▶ _EXCERPT TO READ_
▶

# How have your musical tastes changed with age?



## mhammer (Nov 30, 2007)

Sifting through (more like straightening up) my record collection the other day and was surprised at some of the stuff in there, that I'd forgotten about. Got me to thinking about stuff I used to listen to a lot more. What about you?


----------



## greco (Jul 15, 2007)

My tastes have certainly had the tendency towards "softer"... but also "broader" through time.
However, ever since my teenage years, some of my tastes in music were considered a bit weird by many of my friends.


----------



## Alsomooh (Jul 12, 2020)

Slowly broadening. My tastes were pretty much set by my mid twenties, but within categories I learn to like more artists and accept more variety and more crossover. Not deliberately meaning to go softer, I do listen to a lot of acoustic music in many styles, maybe because I feel there’s more happening there right now.


----------



## Wardo (Feb 5, 2010)

First record as kid was the Marine Corps Band - could never stand the Beatles or hippies and so on. Even back then I realized they were naive.

When I was about 18 I was playing in a garage band ( The Who, Deep Purple etc ) but also listening to classical music; mostly chamber music and opera which I still listen to.

◀

▶ _TASK_
Pick up the forum thread on how musical tastes change with age and keep writing it from the point where it stops.

▶ _DATA EXTRACT_

▶

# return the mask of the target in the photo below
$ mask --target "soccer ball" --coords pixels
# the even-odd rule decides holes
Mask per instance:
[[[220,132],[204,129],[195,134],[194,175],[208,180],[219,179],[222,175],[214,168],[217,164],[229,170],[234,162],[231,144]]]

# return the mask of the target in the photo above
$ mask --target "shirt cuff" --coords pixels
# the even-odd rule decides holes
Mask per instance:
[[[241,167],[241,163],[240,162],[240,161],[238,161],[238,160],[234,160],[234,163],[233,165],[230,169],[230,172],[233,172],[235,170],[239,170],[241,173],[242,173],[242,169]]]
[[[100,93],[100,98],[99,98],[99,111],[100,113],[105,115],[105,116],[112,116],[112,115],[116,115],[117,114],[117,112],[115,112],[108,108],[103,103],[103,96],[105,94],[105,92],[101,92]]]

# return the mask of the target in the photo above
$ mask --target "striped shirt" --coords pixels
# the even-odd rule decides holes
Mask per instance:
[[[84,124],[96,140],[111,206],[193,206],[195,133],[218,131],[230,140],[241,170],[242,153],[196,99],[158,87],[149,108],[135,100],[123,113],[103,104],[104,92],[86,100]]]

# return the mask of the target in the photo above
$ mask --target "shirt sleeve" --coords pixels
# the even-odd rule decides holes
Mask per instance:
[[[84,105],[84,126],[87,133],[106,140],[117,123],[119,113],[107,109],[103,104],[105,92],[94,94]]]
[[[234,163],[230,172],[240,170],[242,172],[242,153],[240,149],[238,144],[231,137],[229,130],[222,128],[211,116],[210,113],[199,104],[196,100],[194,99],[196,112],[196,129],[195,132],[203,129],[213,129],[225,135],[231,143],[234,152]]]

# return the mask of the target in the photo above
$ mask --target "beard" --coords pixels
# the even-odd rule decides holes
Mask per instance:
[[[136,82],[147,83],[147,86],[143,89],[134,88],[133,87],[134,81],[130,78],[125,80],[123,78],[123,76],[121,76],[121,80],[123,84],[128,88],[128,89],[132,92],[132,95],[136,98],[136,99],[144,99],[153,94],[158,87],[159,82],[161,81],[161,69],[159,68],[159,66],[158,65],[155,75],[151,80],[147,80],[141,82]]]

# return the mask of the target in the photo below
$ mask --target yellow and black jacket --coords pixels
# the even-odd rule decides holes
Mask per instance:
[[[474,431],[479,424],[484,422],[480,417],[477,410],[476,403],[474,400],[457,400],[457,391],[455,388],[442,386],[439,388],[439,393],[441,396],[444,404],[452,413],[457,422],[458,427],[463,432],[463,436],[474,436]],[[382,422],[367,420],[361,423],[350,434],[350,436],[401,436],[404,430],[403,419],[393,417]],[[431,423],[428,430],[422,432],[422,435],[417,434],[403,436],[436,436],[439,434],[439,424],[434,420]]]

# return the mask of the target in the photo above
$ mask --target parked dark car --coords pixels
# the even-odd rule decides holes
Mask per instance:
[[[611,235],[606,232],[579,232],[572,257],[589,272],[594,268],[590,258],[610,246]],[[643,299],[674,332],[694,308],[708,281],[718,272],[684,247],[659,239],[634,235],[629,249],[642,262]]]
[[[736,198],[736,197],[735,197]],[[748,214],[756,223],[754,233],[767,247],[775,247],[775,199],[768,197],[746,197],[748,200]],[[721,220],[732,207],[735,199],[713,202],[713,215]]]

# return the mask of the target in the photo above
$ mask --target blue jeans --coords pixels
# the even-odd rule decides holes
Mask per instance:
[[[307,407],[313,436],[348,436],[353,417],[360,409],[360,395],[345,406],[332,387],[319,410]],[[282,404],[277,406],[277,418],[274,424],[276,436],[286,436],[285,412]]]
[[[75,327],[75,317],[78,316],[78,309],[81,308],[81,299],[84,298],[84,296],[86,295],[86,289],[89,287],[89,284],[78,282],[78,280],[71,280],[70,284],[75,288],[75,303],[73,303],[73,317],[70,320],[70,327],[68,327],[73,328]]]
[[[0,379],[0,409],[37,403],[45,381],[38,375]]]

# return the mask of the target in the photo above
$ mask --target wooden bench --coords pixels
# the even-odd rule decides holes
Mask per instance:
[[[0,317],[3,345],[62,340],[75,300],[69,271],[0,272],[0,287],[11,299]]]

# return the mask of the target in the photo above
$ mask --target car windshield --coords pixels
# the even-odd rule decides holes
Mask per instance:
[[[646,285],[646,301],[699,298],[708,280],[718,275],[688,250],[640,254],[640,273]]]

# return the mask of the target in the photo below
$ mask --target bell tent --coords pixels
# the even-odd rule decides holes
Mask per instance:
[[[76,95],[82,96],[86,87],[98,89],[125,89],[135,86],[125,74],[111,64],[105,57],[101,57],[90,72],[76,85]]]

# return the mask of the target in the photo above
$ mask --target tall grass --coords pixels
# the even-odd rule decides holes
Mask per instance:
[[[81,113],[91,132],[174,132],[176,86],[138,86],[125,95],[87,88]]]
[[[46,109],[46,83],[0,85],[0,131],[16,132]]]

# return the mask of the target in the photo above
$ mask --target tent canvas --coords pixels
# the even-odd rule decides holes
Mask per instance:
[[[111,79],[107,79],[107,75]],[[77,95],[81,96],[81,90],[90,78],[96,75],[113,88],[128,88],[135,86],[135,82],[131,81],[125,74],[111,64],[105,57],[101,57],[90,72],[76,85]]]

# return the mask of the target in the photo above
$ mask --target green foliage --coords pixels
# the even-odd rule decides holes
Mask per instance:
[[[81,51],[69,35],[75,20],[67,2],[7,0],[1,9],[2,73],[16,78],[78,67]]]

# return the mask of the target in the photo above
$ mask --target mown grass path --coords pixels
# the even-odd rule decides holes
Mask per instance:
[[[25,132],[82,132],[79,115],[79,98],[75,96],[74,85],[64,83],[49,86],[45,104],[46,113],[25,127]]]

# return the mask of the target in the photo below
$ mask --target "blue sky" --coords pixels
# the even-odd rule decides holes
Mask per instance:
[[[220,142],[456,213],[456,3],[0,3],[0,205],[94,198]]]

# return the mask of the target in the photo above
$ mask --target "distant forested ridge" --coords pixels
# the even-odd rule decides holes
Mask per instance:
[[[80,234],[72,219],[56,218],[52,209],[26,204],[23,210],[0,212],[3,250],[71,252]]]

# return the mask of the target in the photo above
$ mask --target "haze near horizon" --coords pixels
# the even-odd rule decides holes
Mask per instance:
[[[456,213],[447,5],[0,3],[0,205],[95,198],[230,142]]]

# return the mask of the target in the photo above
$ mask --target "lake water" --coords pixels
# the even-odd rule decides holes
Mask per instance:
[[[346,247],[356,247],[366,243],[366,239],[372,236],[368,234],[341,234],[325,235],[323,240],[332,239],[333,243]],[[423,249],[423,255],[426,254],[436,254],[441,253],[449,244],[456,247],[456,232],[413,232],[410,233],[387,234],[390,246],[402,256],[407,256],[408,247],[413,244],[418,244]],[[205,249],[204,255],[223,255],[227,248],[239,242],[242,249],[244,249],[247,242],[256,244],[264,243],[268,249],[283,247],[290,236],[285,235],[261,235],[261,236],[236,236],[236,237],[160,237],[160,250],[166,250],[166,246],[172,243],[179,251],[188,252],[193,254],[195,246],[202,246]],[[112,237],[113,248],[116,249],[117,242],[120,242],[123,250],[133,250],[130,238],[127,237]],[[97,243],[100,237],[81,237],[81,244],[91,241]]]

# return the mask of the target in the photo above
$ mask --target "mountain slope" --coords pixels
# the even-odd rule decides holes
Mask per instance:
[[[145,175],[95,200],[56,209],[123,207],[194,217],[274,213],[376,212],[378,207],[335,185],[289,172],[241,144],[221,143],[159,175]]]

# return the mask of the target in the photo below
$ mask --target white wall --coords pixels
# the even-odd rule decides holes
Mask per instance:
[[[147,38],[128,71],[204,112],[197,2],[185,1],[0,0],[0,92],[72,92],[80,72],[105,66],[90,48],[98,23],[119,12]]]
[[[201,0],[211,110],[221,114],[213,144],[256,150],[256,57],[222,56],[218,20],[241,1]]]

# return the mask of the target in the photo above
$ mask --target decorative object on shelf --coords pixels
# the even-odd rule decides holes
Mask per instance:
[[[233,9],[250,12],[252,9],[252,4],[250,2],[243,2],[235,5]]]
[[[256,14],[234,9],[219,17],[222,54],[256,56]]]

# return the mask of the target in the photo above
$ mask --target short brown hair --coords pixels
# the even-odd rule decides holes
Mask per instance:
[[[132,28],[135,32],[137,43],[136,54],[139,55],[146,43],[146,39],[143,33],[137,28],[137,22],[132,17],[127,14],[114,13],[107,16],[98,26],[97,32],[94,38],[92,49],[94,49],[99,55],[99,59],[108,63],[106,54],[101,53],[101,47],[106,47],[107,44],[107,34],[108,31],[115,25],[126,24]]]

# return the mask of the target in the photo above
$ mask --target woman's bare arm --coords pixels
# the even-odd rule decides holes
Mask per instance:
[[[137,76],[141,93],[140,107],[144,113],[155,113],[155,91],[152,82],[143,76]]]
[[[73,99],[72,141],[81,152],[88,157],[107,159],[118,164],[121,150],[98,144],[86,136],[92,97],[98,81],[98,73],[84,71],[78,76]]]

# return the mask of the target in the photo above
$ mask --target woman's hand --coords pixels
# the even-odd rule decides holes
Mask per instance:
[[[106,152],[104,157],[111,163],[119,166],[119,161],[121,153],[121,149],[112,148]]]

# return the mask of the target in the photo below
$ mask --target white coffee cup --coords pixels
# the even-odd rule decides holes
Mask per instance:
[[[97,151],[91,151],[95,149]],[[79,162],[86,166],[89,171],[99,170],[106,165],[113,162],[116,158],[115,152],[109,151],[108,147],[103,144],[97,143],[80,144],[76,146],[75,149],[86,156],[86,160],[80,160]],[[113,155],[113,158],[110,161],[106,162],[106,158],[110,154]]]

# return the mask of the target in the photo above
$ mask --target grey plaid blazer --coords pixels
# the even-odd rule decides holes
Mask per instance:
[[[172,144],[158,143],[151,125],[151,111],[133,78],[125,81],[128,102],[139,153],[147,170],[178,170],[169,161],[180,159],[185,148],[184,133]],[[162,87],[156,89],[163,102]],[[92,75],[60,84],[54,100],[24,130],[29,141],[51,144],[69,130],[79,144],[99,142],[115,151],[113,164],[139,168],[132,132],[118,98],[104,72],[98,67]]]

◀

▶ _THE OUTPUT_
I had a Bluegrass epiphany when I was about 20 and got caught up in the crossover between Appalachian music and British traditional music. That pretty much carries through to what I play today but it has a harder element to it now. Bluegrass often starts with a letter in the first verse and there’s someone dead by the second verse which is kinda whimsical compared to recent songs about the meth industry where there’s lines like “I’ll fire eight shots in your back - when you run.”


----------



## oldjoat (Apr 4, 2019)

listen to a wider selection (anything but rap)


----------



## player99 (Sep 5, 2019)

Harsh distortion with yelling singing style is off the list these days.


----------



## Wardo (Feb 5, 2010)

player99 said:


> Harsh distortion with yelling singing style is off the list these days.


I intend on doing lots of that if I end up in a long term care facility 25 years from now.


----------



## Analogman (Oct 3, 2012)

I’ve been getting back into hard rock and metal, learning songs I didn’t have the chops for in my teens.


----------



## Kerry Brown (Mar 31, 2014)

I’ve always listened to all types of music. I find all genres fit the 80/20 model where the 20 is always interesting.


----------



## zontar (Oct 25, 2007)

As I grow older I appreciate jazz more & mroe--still a lot that does nothing for me, but I understand & appreciate more of it.
Of course Jazz is a broad area of music.
I also enjoy Classical more than I used to--and I always like Classical music.


----------



## Fred Gifford (Sep 2, 2019)

I listen to the exact same albums I listened to when I was 15 .... not a thing has changed ... still happy with those records 50 years later


----------



## bw66 (Dec 17, 2009)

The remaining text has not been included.